CHALLENGE: Print the following lines word for word, starting at the line that contains "Formation-chart tagging: label the wheel" and ending at the line that contains "pixel 196 210", with both of those lines included.
* START DATA ROWS *
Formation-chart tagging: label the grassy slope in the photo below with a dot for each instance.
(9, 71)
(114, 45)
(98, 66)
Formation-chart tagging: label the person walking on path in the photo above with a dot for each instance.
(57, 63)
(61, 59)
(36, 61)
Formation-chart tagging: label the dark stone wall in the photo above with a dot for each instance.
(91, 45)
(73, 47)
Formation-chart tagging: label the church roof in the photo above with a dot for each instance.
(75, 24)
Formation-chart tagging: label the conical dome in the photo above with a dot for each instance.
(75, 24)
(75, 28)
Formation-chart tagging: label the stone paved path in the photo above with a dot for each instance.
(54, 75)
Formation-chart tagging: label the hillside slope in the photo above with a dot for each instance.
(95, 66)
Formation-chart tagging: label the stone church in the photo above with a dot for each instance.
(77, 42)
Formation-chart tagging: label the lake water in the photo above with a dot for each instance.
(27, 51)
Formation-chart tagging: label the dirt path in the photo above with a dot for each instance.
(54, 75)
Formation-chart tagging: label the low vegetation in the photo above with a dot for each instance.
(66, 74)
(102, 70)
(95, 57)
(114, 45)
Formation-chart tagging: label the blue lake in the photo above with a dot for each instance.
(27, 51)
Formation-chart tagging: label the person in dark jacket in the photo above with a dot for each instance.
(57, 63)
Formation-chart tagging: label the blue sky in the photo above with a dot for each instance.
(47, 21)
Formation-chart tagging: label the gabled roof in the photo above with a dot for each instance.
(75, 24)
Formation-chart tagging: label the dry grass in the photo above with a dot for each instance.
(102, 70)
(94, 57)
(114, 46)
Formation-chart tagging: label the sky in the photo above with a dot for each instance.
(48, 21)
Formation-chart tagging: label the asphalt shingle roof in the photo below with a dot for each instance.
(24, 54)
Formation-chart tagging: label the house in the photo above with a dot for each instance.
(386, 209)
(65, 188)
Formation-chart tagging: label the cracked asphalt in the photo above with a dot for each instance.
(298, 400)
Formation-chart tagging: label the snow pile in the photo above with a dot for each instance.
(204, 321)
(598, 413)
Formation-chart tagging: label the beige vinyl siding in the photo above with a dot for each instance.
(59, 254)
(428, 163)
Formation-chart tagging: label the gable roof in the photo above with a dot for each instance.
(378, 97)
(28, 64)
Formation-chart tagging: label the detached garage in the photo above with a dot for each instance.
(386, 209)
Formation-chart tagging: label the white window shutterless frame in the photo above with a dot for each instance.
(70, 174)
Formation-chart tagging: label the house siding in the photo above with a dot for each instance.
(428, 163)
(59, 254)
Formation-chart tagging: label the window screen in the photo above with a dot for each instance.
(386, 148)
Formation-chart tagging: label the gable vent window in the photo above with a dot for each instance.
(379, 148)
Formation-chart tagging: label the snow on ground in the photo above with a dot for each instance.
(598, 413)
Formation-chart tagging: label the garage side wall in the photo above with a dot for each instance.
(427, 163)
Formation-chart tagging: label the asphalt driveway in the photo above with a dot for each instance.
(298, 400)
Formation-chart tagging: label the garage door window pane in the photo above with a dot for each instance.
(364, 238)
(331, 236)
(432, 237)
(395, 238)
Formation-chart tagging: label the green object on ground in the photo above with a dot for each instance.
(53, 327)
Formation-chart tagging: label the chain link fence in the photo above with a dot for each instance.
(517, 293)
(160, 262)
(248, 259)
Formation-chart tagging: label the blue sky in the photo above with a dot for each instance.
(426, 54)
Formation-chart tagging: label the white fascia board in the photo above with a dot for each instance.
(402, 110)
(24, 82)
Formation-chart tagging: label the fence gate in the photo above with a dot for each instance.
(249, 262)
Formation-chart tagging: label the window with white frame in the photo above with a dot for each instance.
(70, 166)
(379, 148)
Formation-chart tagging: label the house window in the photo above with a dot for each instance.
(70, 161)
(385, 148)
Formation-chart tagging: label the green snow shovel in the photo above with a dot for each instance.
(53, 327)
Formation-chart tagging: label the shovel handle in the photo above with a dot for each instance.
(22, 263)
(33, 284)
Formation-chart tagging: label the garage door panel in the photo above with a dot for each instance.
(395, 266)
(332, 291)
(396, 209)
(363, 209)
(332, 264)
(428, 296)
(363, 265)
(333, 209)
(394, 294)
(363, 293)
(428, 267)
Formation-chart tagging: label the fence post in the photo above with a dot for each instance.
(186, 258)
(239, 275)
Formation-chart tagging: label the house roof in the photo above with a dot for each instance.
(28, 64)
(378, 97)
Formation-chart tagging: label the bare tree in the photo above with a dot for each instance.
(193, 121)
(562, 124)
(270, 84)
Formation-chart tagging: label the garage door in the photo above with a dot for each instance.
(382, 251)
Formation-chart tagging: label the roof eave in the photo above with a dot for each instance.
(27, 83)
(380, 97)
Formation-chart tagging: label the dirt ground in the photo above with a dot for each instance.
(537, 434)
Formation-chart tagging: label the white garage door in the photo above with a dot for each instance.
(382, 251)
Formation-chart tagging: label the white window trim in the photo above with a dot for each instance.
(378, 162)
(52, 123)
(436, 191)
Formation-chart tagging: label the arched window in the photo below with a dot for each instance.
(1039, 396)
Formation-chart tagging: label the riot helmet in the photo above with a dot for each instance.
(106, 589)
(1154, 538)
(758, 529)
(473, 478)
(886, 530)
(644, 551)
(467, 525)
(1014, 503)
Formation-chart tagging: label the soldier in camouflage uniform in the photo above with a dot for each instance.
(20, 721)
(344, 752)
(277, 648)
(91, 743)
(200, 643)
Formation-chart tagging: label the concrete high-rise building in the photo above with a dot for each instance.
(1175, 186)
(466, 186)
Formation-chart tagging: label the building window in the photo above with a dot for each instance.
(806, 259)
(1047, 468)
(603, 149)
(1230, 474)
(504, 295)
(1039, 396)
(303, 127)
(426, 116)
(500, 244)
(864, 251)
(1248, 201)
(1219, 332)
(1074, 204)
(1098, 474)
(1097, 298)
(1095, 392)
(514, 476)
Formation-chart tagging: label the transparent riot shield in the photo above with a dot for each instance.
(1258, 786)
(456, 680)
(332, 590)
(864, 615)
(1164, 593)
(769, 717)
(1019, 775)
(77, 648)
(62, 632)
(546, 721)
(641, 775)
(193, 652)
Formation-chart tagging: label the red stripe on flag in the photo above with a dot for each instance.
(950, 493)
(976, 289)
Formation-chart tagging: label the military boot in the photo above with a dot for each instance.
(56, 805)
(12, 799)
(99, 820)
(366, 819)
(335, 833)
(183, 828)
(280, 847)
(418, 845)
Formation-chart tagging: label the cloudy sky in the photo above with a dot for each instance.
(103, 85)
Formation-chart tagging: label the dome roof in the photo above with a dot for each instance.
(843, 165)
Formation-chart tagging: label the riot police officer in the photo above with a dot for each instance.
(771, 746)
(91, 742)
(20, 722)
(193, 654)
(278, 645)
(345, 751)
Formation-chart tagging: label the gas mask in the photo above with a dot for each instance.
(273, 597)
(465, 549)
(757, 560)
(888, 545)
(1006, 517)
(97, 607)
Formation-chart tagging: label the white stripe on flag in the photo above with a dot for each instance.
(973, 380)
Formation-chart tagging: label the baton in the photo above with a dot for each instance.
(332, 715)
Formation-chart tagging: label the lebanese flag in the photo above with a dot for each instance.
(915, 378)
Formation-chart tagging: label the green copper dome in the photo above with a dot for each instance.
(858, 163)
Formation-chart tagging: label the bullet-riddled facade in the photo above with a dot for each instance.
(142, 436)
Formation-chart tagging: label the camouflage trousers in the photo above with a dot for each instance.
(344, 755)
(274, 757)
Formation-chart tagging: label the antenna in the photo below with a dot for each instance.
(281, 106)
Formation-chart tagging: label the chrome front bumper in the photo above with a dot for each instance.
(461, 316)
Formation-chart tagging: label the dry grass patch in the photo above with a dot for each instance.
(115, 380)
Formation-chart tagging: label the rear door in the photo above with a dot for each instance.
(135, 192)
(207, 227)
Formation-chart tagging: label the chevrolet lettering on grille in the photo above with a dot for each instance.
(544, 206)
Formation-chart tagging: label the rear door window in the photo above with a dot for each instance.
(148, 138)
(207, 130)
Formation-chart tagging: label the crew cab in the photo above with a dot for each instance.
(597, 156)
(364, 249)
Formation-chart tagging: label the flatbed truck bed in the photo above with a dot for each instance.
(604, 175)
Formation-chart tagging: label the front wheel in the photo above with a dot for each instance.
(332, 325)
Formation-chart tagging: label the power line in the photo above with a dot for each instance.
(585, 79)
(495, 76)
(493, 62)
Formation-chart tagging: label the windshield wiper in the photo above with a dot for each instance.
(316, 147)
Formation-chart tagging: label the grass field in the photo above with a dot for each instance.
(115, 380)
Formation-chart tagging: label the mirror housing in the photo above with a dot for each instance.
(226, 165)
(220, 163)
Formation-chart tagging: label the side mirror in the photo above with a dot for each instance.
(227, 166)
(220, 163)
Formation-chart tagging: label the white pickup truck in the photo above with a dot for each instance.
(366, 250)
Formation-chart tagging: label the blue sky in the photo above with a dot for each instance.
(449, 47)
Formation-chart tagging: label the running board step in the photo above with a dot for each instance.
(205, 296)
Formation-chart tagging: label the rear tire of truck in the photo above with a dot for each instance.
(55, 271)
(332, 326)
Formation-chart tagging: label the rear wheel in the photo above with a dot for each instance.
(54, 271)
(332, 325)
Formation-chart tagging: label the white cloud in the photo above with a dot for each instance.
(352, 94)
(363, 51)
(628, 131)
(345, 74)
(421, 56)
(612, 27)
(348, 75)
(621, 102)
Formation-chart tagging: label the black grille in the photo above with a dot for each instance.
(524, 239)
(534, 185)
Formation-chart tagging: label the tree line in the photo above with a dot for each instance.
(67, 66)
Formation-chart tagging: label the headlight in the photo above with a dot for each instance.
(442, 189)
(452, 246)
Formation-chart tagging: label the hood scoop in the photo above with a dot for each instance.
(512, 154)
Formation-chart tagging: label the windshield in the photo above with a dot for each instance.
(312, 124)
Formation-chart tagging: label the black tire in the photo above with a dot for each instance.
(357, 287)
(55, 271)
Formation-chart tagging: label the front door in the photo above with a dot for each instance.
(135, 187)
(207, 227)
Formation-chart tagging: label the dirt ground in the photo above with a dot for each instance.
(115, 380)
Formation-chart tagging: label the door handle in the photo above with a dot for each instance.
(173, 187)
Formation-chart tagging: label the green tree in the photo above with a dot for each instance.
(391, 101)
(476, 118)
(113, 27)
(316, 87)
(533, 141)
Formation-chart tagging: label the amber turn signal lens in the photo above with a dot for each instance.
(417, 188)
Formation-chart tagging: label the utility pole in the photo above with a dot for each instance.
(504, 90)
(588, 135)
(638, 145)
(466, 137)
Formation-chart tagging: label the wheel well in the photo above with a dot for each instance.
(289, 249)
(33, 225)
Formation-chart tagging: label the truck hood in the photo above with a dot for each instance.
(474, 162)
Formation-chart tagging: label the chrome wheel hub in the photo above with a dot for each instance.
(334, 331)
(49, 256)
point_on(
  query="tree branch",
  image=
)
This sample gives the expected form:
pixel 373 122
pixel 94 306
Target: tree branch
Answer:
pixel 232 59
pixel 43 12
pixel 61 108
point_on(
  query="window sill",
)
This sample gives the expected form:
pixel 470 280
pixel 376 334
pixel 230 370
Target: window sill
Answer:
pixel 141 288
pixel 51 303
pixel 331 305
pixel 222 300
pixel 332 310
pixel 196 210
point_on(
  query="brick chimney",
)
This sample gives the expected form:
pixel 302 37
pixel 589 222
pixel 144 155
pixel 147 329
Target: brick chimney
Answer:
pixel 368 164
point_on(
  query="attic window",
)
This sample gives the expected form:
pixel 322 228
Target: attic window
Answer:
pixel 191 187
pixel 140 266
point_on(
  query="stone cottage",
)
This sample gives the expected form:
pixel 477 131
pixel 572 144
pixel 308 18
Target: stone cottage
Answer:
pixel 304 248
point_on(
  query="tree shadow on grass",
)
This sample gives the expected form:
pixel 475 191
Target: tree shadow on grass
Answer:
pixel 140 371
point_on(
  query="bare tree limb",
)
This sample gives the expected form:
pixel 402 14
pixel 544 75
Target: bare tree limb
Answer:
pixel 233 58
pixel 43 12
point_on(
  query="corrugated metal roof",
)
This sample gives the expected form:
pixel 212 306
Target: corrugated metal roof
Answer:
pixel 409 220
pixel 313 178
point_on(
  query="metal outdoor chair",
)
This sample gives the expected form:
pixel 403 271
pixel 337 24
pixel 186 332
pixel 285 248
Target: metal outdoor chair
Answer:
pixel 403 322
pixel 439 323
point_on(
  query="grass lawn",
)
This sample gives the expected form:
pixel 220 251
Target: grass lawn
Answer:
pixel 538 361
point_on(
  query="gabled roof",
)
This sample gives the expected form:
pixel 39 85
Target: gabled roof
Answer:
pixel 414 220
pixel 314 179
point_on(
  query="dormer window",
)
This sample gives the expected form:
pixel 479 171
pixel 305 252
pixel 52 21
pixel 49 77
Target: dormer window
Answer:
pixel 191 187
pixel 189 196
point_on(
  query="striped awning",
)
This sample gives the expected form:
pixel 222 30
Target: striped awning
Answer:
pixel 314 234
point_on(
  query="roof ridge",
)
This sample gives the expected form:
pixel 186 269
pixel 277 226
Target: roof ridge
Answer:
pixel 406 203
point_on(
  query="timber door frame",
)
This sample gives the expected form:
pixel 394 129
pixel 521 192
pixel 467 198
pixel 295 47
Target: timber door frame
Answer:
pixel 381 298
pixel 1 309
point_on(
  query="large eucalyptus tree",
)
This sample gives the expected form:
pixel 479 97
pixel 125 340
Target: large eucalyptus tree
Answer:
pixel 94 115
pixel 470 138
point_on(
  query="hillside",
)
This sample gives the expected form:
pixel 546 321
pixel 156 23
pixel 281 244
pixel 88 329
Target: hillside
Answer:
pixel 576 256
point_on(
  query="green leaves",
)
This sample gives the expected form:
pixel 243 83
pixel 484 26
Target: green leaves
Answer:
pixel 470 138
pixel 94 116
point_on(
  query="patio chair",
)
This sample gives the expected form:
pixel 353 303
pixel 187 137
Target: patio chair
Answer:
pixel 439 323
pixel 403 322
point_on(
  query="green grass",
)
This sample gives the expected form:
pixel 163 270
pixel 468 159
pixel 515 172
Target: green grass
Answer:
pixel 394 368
* END DATA ROWS *
SOLUTION TO THIS TASK:
Formation-chart tagging: label the wheel well in the photo above with a dot for each instance.
(289, 249)
(33, 225)
Formation-chart tagging: label the truck hood in the photo above with a dot for each instance.
(474, 162)
Formation-chart tagging: label the chrome wheel hub in the photo above with a dot for each instance.
(334, 331)
(49, 256)
point_on(
  query="tree branch",
  image=
)
This sample gives the expected form:
pixel 373 122
pixel 94 306
Target: tree branch
Answer:
pixel 232 59
pixel 43 12
pixel 61 108
point_on(
  query="window sill",
)
This sample gives the expected form:
pixel 470 280
pixel 376 334
pixel 230 370
Target: window sill
Answer:
pixel 141 288
pixel 51 303
pixel 331 305
pixel 222 300
pixel 332 310
pixel 196 210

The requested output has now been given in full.